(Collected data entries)
---+---
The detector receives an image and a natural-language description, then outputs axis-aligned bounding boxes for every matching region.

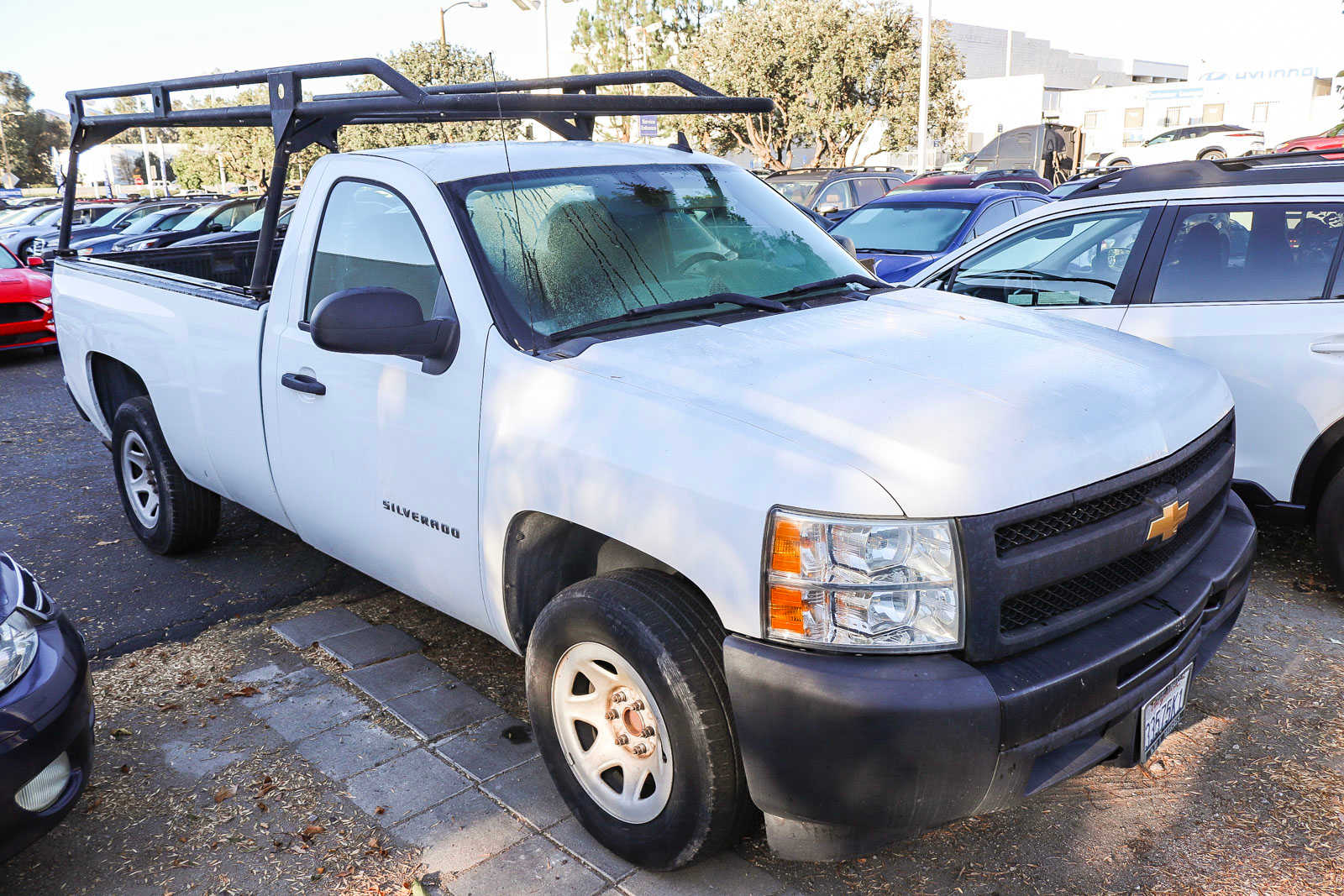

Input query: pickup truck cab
[55,61,1255,867]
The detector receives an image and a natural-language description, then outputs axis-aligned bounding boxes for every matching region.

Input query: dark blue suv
[0,553,92,861]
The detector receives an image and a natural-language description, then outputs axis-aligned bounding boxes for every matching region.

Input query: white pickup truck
[54,61,1255,867]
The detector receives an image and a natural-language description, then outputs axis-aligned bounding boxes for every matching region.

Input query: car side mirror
[309,286,461,374]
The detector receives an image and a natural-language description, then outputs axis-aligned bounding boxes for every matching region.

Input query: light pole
[438,0,491,47]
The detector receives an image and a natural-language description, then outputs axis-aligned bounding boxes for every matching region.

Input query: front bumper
[0,616,92,862]
[723,497,1255,842]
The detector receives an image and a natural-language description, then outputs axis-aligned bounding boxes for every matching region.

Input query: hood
[555,289,1232,517]
[858,253,942,284]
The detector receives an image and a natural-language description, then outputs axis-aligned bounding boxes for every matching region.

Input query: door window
[949,208,1149,305]
[972,199,1015,237]
[1153,204,1344,302]
[304,180,448,320]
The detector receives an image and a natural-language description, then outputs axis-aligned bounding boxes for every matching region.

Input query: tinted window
[831,203,973,254]
[1153,204,1341,302]
[950,208,1149,305]
[972,199,1016,237]
[852,177,887,206]
[304,175,446,320]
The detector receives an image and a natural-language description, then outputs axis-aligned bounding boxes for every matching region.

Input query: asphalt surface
[0,351,371,659]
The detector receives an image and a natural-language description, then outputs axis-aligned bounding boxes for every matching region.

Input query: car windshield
[764,177,822,206]
[464,164,869,334]
[831,203,974,254]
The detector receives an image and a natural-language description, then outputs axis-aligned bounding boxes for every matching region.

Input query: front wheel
[112,396,219,553]
[527,569,750,869]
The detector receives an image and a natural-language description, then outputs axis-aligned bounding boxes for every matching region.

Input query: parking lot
[0,346,1344,896]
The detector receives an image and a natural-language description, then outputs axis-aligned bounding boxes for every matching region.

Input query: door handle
[280,374,327,395]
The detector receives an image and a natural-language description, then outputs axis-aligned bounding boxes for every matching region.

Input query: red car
[0,246,56,352]
[1274,123,1344,152]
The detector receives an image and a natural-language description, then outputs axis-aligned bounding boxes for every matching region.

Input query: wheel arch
[1293,418,1344,518]
[502,511,722,652]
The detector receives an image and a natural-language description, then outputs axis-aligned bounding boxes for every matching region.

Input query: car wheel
[527,569,751,869]
[112,396,219,553]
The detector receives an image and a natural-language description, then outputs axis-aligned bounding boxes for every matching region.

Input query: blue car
[0,553,92,862]
[831,188,1050,284]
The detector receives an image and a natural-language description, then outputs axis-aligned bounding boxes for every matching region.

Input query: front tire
[112,396,219,553]
[527,569,750,869]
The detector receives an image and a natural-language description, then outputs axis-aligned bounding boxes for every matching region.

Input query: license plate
[1138,665,1194,762]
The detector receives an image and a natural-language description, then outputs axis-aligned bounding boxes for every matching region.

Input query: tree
[0,71,70,184]
[340,40,520,149]
[683,0,963,170]
[570,0,717,139]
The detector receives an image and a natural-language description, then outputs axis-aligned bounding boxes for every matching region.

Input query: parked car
[831,190,1048,284]
[764,166,910,224]
[894,168,1051,195]
[112,196,260,253]
[55,59,1255,867]
[0,246,56,352]
[29,199,196,262]
[175,199,294,249]
[1274,123,1344,152]
[0,203,124,262]
[65,202,200,258]
[914,156,1344,583]
[1100,125,1265,168]
[0,553,92,862]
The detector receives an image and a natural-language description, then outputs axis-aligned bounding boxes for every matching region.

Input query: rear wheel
[527,569,750,869]
[112,396,219,553]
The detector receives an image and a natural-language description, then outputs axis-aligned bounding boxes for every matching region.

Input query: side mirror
[309,286,461,374]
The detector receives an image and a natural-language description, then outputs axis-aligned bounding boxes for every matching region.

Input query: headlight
[0,610,38,690]
[764,509,963,652]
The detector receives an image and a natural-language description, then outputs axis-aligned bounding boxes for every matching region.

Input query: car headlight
[764,509,963,652]
[0,610,38,690]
---+---
» Do this:
How many lines in the rows above contain the string "side"? Case counts, so include only matches with the same capitalization. Reply with the number alone.

» Solution for this exercise:
2